EXERCISE PROMPT: How many lines in the records below contain the string "reflection", counting only matches with the same case? Reply with the number alone.

** START OF SUPPLIED DATA **

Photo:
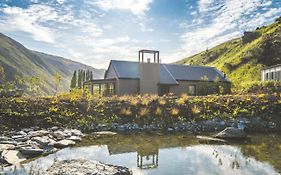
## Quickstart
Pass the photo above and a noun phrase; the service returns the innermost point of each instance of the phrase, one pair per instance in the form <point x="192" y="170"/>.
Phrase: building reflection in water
<point x="147" y="160"/>
<point x="147" y="154"/>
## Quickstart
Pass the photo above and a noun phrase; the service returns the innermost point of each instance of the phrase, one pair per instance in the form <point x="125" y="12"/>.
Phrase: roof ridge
<point x="169" y="73"/>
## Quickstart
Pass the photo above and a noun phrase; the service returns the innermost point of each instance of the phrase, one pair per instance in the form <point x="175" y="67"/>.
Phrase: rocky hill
<point x="18" y="62"/>
<point x="242" y="59"/>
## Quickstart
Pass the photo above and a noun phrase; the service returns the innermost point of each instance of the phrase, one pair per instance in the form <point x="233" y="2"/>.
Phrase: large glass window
<point x="191" y="90"/>
<point x="111" y="90"/>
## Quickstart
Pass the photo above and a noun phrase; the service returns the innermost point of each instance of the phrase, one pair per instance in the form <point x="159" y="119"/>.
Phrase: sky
<point x="94" y="32"/>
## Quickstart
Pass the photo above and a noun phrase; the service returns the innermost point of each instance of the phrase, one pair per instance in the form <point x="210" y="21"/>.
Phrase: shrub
<point x="259" y="87"/>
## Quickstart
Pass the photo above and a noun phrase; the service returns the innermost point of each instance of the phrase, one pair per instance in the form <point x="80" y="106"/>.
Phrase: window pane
<point x="191" y="89"/>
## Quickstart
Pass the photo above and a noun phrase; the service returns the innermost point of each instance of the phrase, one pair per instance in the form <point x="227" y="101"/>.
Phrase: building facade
<point x="127" y="78"/>
<point x="271" y="73"/>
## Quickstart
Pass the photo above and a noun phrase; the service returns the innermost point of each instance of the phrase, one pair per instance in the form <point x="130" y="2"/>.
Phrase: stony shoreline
<point x="17" y="146"/>
<point x="255" y="124"/>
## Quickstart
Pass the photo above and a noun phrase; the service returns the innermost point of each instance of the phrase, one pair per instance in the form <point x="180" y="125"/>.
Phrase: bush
<point x="259" y="87"/>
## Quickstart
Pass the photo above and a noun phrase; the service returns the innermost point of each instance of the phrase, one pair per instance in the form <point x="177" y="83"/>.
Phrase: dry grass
<point x="195" y="109"/>
<point x="158" y="111"/>
<point x="144" y="112"/>
<point x="174" y="111"/>
<point x="126" y="111"/>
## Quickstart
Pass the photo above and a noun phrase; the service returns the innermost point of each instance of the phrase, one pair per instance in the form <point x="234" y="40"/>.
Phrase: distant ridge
<point x="16" y="60"/>
<point x="242" y="59"/>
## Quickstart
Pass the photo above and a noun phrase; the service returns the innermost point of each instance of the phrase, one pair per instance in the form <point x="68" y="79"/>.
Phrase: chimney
<point x="149" y="73"/>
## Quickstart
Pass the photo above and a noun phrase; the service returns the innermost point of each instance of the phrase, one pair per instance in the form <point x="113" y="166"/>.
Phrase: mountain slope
<point x="18" y="61"/>
<point x="242" y="59"/>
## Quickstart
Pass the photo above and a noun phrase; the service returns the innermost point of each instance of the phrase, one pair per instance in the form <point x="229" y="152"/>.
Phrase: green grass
<point x="20" y="61"/>
<point x="74" y="110"/>
<point x="243" y="62"/>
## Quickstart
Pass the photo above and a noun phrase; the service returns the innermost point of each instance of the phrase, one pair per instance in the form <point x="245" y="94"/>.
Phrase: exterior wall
<point x="273" y="73"/>
<point x="202" y="87"/>
<point x="110" y="73"/>
<point x="127" y="86"/>
<point x="149" y="78"/>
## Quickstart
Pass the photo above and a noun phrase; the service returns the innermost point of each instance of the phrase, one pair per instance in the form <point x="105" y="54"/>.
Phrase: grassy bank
<point x="73" y="110"/>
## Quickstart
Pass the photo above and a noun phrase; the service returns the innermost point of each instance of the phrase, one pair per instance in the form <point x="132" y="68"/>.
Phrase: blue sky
<point x="96" y="31"/>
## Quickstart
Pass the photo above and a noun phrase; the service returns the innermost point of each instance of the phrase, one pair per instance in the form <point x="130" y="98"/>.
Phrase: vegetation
<point x="19" y="63"/>
<point x="76" y="110"/>
<point x="79" y="78"/>
<point x="242" y="59"/>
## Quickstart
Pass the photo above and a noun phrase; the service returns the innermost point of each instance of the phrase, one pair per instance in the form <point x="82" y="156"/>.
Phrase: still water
<point x="176" y="154"/>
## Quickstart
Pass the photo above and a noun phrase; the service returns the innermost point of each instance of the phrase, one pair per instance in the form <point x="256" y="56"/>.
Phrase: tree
<point x="57" y="77"/>
<point x="73" y="83"/>
<point x="79" y="81"/>
<point x="91" y="76"/>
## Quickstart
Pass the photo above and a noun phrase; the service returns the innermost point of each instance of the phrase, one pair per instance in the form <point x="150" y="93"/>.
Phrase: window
<point x="266" y="76"/>
<point x="279" y="75"/>
<point x="191" y="90"/>
<point x="111" y="90"/>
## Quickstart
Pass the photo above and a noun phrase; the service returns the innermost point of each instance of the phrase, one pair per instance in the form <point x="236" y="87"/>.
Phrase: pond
<point x="175" y="154"/>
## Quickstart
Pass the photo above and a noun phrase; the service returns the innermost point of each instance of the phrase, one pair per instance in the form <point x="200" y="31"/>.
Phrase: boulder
<point x="12" y="157"/>
<point x="85" y="167"/>
<point x="31" y="152"/>
<point x="206" y="139"/>
<point x="108" y="133"/>
<point x="76" y="132"/>
<point x="42" y="141"/>
<point x="59" y="135"/>
<point x="231" y="133"/>
<point x="6" y="147"/>
<point x="38" y="133"/>
<point x="8" y="142"/>
<point x="64" y="143"/>
<point x="75" y="138"/>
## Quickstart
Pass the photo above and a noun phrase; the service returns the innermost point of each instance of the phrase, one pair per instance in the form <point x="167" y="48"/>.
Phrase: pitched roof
<point x="169" y="73"/>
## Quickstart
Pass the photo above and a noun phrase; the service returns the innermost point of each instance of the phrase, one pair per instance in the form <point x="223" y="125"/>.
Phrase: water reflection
<point x="162" y="155"/>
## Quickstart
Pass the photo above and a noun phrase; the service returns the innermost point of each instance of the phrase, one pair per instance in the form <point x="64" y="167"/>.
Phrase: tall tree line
<point x="79" y="77"/>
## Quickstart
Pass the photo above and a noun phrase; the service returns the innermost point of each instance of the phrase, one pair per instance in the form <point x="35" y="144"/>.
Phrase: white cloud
<point x="232" y="17"/>
<point x="28" y="21"/>
<point x="137" y="7"/>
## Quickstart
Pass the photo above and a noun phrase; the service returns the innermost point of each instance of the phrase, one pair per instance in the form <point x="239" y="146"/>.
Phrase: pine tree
<point x="91" y="75"/>
<point x="87" y="75"/>
<point x="83" y="76"/>
<point x="73" y="83"/>
<point x="80" y="78"/>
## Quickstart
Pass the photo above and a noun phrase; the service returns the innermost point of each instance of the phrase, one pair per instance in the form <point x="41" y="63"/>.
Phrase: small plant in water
<point x="174" y="111"/>
<point x="125" y="111"/>
<point x="195" y="109"/>
<point x="158" y="111"/>
<point x="144" y="111"/>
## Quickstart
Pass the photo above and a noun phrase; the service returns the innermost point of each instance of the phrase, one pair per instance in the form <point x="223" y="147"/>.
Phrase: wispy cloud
<point x="95" y="31"/>
<point x="28" y="20"/>
<point x="221" y="20"/>
<point x="137" y="7"/>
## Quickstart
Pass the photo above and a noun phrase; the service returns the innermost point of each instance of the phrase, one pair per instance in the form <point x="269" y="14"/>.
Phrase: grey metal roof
<point x="169" y="73"/>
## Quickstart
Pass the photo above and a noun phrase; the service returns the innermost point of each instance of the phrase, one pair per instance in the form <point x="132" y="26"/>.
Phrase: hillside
<point x="242" y="59"/>
<point x="18" y="61"/>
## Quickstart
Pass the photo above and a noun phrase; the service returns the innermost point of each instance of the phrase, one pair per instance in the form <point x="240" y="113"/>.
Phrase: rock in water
<point x="12" y="157"/>
<point x="31" y="152"/>
<point x="85" y="167"/>
<point x="64" y="143"/>
<point x="6" y="146"/>
<point x="231" y="133"/>
<point x="206" y="139"/>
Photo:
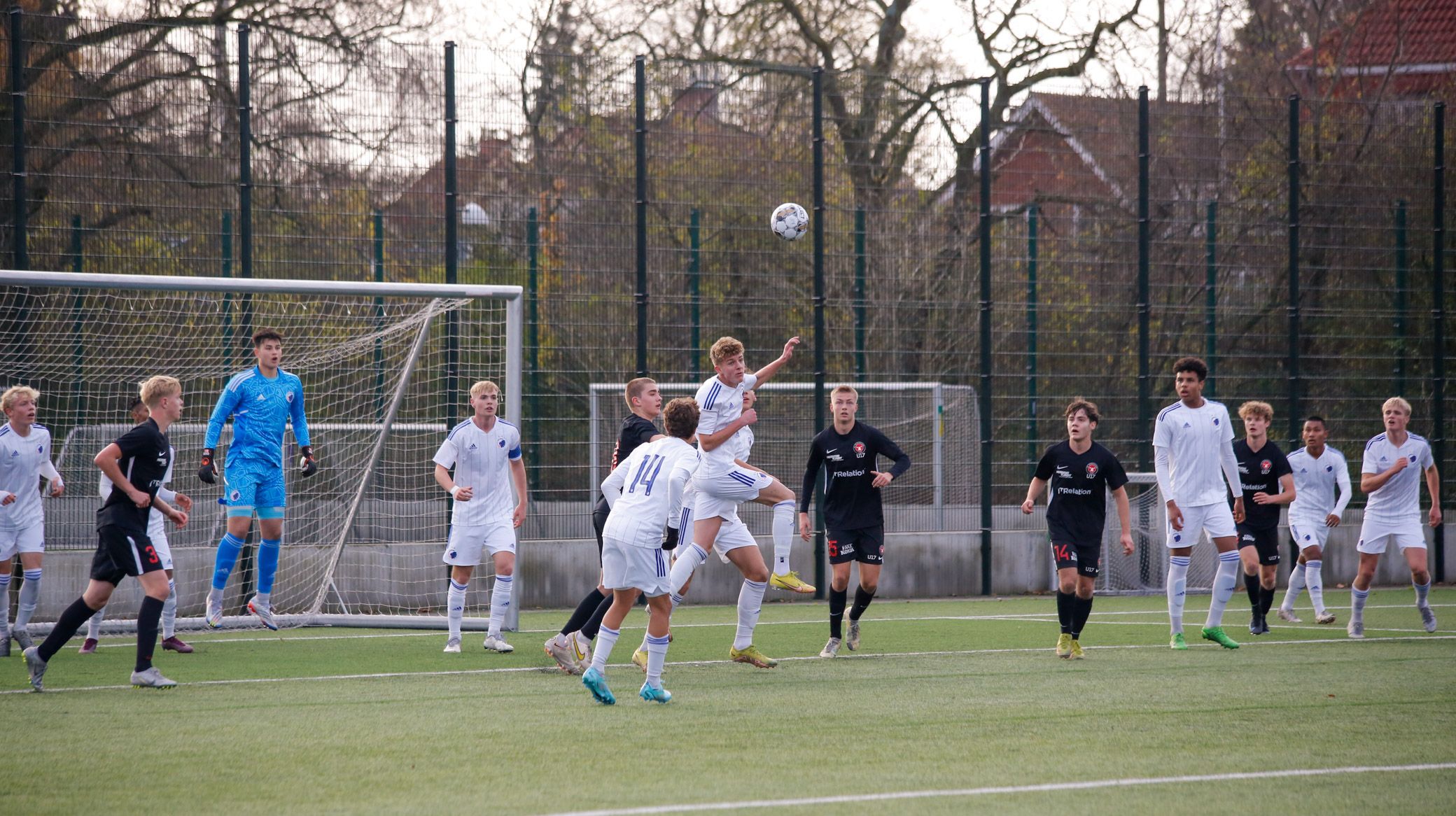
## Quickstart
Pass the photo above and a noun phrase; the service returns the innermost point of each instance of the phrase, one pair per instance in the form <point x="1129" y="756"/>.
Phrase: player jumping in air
<point x="482" y="450"/>
<point x="1267" y="482"/>
<point x="25" y="457"/>
<point x="722" y="486"/>
<point x="1081" y="472"/>
<point x="1320" y="470"/>
<point x="1391" y="479"/>
<point x="645" y="493"/>
<point x="571" y="652"/>
<point x="853" y="512"/>
<point x="136" y="465"/>
<point x="261" y="400"/>
<point x="158" y="534"/>
<point x="1193" y="442"/>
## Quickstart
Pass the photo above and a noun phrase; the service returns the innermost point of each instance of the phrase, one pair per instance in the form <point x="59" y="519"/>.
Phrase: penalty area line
<point x="1046" y="787"/>
<point x="794" y="659"/>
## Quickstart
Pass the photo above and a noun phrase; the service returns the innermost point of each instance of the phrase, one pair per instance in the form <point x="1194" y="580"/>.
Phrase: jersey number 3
<point x="647" y="473"/>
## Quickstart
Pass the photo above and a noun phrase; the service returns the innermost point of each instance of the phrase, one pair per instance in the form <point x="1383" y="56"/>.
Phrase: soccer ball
<point x="790" y="221"/>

** END OF SUPPLIED DATA **

THE ANSWER: 2